[What to work on]:
a) In the excerpt on mild steel corrosion, what accounts for the high hydrophobicity of the blank mild steel surface?
b) Reproduce verbatim the portion of the excerpt on mild steel corrosion between "However, the surface" and "steel undergoes corrosion.", inclusive.
══ Extract to read ══
After 5 days of immersing mild steel in 3.5% NaCl with and without inhibitor molecules the surface wettability was studied and the results are shown in Fig. 5. The blank mild steel surface presents high hydrophobicity due to the iron oxides (Fe₂O₃) on the surface.^37–39

Fig. 5 The surface wettability of mild steel immersed with and without inhibitor.

However, the surface wettability of mild steel immersed in the phytochemicals of root and stem extracts showed a value around.^67,68 due to the presence of an organic film on the steel surface.

3.3. AFM surface analysis

Fig. 6 shows the AFM images of mild steel exposed in the presence and absence of extract under 3.5% NaCl solution. The polished mild steel shows a featureless and smooth surface. In the case of mild steel coupon immersed in 3.5% NaCl solution without any inhibitor, the surface roughness increased indicating that the mild steel undergoes corrosion.

Fig. 6 AFM topographic of the mild steel coupons in the different exposure conditions to the C. roseus extracts, as indicated, polished steel, blank (left) stem (middle) root (right).
═══
══ Extracted data ══
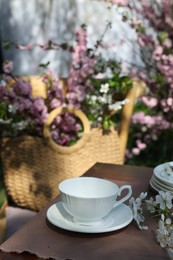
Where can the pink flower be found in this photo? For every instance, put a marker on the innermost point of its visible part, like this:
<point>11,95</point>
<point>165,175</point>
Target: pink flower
<point>8,66</point>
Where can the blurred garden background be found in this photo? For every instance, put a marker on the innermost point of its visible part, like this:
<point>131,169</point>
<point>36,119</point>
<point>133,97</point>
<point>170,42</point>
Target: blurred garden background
<point>135,35</point>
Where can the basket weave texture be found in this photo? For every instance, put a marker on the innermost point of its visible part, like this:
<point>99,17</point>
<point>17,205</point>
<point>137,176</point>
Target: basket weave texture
<point>33,167</point>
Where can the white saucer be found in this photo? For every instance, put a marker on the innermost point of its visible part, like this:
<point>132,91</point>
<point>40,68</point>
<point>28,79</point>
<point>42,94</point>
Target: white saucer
<point>118,218</point>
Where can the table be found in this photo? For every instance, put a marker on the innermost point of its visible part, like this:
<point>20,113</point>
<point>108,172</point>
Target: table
<point>40,237</point>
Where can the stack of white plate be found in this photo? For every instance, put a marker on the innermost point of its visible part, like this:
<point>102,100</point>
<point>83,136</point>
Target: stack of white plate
<point>162,178</point>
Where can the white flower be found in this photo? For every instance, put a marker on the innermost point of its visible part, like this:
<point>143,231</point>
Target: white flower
<point>138,212</point>
<point>164,199</point>
<point>151,205</point>
<point>104,88</point>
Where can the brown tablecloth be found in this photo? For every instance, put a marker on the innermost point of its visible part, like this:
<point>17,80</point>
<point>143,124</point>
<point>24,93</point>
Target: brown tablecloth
<point>42,239</point>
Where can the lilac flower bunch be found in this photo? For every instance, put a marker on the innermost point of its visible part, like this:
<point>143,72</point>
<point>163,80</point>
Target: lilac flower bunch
<point>19,111</point>
<point>94,85</point>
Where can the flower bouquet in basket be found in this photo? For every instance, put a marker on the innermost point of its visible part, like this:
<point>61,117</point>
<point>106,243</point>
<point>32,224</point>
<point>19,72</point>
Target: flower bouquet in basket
<point>46,140</point>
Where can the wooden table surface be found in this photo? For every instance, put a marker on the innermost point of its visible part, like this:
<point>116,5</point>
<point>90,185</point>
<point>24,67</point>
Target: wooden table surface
<point>42,239</point>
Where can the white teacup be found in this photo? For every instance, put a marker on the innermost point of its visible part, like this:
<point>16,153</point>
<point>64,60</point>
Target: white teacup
<point>89,199</point>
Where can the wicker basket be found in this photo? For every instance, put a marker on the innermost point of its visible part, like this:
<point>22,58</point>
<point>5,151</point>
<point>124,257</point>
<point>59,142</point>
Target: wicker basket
<point>33,167</point>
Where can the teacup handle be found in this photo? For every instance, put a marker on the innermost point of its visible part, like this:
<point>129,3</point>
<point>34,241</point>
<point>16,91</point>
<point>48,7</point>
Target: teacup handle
<point>126,197</point>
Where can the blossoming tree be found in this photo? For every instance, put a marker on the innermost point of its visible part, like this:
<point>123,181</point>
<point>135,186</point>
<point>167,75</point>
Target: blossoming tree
<point>152,124</point>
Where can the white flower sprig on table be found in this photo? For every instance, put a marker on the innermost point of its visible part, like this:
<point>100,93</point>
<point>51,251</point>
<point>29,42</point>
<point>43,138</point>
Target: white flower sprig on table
<point>161,207</point>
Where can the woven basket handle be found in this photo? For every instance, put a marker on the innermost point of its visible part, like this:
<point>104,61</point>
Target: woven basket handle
<point>58,111</point>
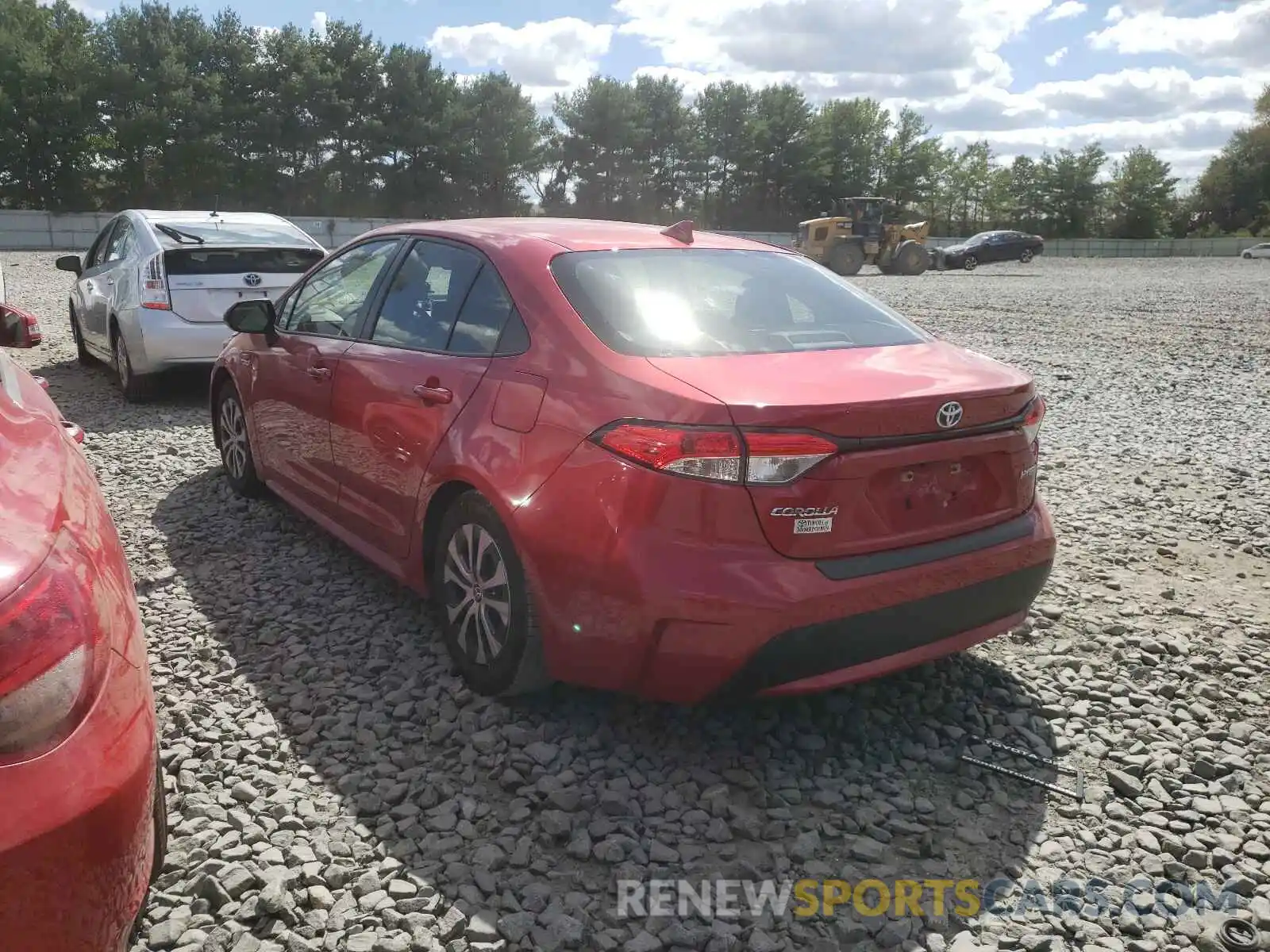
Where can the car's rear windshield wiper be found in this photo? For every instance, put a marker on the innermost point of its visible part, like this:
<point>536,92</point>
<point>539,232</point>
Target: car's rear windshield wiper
═══
[Expected results]:
a) The iron oxides (Fe₂O₃) on the surface.

b)
However, the surface wettability of mild steel immersed in the phytochemicals of root and stem extracts showed a value around.^67,68 due to the presence of an organic film on the steel surface.

3.3. AFM surface analysis

Fig. 6 shows the AFM images of mild steel exposed in the presence and absence of extract under 3.5% NaCl solution. The polished mild steel shows a featureless and smooth surface. In the case of mild steel coupon immersed in 3.5% NaCl solution without any inhibitor, the surface roughness increased indicating that the mild steel undergoes corrosion.